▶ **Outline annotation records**
=-=-=-=-=

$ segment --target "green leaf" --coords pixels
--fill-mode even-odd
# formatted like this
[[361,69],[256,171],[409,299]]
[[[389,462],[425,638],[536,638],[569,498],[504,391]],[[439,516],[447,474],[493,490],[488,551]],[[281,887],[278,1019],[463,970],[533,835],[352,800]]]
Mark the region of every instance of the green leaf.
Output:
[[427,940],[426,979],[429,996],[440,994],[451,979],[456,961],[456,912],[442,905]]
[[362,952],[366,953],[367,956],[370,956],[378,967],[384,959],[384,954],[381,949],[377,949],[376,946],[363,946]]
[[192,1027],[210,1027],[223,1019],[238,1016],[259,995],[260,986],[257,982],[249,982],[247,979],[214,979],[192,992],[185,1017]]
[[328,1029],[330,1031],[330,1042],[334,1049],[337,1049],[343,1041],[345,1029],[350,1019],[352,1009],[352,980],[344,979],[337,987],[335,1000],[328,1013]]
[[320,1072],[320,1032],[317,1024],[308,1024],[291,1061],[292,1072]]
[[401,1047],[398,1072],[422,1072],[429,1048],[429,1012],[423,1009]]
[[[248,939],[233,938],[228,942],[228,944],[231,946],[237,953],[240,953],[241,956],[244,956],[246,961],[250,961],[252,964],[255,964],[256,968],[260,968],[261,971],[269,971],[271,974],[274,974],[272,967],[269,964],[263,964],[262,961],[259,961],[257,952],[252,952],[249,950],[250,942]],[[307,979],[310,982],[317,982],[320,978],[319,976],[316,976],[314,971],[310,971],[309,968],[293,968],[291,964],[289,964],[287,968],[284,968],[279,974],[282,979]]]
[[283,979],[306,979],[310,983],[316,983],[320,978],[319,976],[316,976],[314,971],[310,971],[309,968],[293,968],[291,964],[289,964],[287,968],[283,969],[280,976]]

=-=-=-=-=

▶ **Aim**
Arrange all the lines above as a numbered list, leaving out any blank lines.

▶ **Written answer**
1. $ segment --target "green leaf" --coords pixels
2. --fill-mode even-odd
3. # formatted like this
4. [[361,69],[256,171],[409,299]]
5. [[[389,462],[425,638],[536,638],[569,498],[504,391]],[[439,516],[447,474],[493,490],[488,551]],[[281,887],[278,1019],[463,970],[533,835],[352,800]]]
6. Mark the region of every instance of the green leaf.
7. Output:
8. [[427,940],[426,979],[429,996],[440,994],[451,979],[456,961],[456,912],[442,905]]
9. [[362,952],[366,953],[367,956],[370,956],[378,967],[384,959],[384,954],[381,949],[377,949],[376,946],[363,946]]
10. [[192,1027],[210,1027],[223,1019],[238,1016],[259,995],[260,986],[257,982],[249,982],[247,979],[214,979],[192,992],[185,1017]]
11. [[328,1029],[330,1031],[330,1042],[334,1049],[337,1049],[343,1041],[345,1029],[350,1019],[352,1009],[352,980],[344,979],[337,987],[335,1000],[328,1013]]
12. [[320,1072],[320,1032],[317,1024],[308,1024],[291,1061],[292,1072]]
13. [[401,1047],[398,1072],[422,1072],[429,1048],[429,1012],[423,1009]]
14. [[[248,939],[233,938],[228,942],[228,944],[231,946],[237,953],[240,953],[241,956],[244,956],[246,961],[250,961],[252,964],[255,964],[256,968],[260,968],[261,971],[269,971],[271,974],[274,974],[272,967],[269,964],[263,964],[262,961],[259,961],[257,952],[252,952],[249,950],[250,942]],[[307,979],[310,982],[317,982],[320,978],[319,976],[316,976],[314,971],[310,971],[309,968],[293,968],[291,964],[289,964],[287,968],[284,968],[279,974],[282,979]]]
15. [[283,979],[306,979],[310,983],[316,983],[320,978],[319,976],[316,976],[314,971],[310,971],[309,968],[293,968],[291,964],[289,964],[287,968],[283,969],[280,976]]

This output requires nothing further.